GENRE Prose, LANGUAGE German

book_fehr

Awarded the 2014 Kelag Prize at the Ingeborg Bachmann Competition

 

 

 

 

 

Portrait_FehrMICHAEL FEHR was born in Bern in 1982. He studied at the Swiss Institute for Literature and the Bern University of the Arts, where he graduated with a Masters degree in Contemporary Arts Practice. He is the Swiss curator for the Babelsprech Project for the promotion of young German-language poetry. Simeliberg is his second prose work. His readings are often accompanied by music.
PHOTO © Affolter/Savolainen

An old man is brought before the Social Welfare Board. He’s suspected of murdering his wife. Furthermore, he has a store-room full of weapons, a box full of gold and a head full of mad ideas. Seven young men will become his victims. He’s already abducted the young people of the village, to transport them to Mars. And right in the middle of all this is the Chairman of the Council, Griese, who means no harm to anyone and just wants to get on with his job.

* [STORED RECORDS]:
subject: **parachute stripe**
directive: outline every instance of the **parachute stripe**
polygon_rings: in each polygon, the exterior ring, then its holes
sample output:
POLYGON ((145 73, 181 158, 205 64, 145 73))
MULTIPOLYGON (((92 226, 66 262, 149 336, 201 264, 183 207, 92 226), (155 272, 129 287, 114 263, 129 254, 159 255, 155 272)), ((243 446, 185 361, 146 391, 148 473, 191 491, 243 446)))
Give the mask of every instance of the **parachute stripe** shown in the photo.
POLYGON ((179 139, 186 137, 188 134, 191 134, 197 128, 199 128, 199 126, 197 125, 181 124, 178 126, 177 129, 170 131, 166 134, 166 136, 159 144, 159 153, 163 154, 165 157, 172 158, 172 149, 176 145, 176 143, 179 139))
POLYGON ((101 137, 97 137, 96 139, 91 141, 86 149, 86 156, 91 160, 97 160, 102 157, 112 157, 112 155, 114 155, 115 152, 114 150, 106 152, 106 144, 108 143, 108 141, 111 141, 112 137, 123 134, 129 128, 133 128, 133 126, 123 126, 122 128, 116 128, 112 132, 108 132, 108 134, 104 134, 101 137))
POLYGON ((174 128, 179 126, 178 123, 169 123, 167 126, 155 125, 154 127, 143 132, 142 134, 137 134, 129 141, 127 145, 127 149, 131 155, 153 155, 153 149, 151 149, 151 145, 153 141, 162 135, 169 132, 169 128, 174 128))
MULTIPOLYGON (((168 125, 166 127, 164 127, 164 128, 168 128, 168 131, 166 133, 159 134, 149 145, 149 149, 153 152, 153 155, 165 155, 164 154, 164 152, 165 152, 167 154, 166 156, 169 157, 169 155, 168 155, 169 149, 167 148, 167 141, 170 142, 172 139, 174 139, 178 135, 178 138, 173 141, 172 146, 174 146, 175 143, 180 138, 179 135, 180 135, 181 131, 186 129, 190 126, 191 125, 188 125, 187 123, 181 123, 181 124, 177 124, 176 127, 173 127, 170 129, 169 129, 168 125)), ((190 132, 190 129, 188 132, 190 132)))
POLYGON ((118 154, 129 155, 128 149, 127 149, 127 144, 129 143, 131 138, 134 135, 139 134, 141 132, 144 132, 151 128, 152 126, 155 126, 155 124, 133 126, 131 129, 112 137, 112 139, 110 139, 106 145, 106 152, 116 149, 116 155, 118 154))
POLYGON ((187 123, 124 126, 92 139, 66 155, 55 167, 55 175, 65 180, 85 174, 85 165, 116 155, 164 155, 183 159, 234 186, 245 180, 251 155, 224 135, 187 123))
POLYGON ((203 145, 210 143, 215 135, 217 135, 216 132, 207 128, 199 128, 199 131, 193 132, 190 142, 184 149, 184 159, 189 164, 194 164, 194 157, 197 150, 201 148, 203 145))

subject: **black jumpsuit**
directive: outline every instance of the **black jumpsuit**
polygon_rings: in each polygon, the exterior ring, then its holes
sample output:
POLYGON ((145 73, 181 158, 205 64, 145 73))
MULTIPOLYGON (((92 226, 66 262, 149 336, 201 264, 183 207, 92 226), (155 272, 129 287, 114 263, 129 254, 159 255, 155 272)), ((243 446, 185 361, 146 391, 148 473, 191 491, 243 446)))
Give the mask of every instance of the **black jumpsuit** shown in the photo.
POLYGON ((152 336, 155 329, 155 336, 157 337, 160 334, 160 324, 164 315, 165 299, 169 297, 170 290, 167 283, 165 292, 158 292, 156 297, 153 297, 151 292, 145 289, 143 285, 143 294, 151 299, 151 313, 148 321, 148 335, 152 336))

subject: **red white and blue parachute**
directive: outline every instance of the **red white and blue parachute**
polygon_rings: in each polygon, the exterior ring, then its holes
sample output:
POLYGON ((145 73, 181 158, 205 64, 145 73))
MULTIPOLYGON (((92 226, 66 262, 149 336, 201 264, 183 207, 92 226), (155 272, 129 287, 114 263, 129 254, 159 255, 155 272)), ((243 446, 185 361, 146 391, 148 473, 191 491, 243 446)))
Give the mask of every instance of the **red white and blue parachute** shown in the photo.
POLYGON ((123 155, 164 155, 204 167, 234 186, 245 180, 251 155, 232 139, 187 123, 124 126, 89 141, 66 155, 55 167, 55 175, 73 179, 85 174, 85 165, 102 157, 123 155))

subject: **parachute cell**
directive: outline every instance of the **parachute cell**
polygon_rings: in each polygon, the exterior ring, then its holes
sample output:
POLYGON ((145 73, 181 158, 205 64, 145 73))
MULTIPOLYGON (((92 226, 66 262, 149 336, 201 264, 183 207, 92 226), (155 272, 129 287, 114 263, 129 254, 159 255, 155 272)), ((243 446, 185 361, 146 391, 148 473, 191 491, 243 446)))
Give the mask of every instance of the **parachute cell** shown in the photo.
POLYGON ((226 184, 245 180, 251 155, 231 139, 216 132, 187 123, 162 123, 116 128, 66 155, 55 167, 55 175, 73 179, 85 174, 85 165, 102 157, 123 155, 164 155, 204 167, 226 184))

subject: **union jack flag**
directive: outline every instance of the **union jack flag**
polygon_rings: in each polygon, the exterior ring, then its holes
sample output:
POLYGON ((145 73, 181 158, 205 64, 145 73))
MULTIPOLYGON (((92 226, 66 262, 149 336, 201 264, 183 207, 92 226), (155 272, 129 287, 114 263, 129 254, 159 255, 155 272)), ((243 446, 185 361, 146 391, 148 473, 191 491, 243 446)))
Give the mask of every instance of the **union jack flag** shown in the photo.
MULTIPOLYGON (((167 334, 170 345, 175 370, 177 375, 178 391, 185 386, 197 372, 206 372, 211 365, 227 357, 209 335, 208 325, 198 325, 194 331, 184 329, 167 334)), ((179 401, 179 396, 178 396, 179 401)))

* [ACTIONS TO TAKE]:
1/ Decide whether each statement agrees with the Michael Fehr page, answering yes or no and quoting the words that decide it: (a) Michael Fehr was born in Zurich. (b) Simeliberg is his first prose work. (c) The old man is suspected of murdering his wife.
2/ Please write what follows the last sentence of the Michael Fehr page.
The data above are separate from the Michael Fehr page.

* [EXPECTED RESULTS]:
1/
(a) No: "MICHAEL FEHR was born in Bern in 1982."
(b) No: "Simeliberg is his second prose work."
(c) Yes: "He’s suspected of murdering his wife."

2/
There’s so much to say about both the plot and the language of Simeli Mountain: the plot is “a Kafkaesque parable from the backwoods”; the language “sparse, sharp-edged, sculpted”. This story of a local council leader, who innocently becomes guilty, unfolds inexorably in the telegrammatic text. Terse sentences, totally shorn of punctuation, laid out like song-lyrics, evoke eerily powerful images, images of a Switzerland that Fehr has wiped clean of its idyllic features. Black, white and grey are its dominant colours; secrets, mistrust and madness its driving forces.
Form and content make a powerful combination in this second book from Michael Fehr. It has all the characteristics of a police report – nothing but the essential details, presented with all the immediacy of reported speech – nevertheless it reads as thrillingly as a crime novel and as rhythmically as a poem.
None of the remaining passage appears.